## Exercise
All the records below must be returned exactly as they stand.

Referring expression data
.....

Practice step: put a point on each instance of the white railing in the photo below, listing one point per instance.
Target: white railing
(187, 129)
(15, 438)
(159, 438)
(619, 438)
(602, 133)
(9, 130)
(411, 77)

.....

## Your solution
Practice step: put a point on each instance of the white railing in the photo below, listing one point per instance.
Target: white railing
(187, 129)
(15, 438)
(159, 438)
(619, 438)
(602, 133)
(9, 130)
(411, 77)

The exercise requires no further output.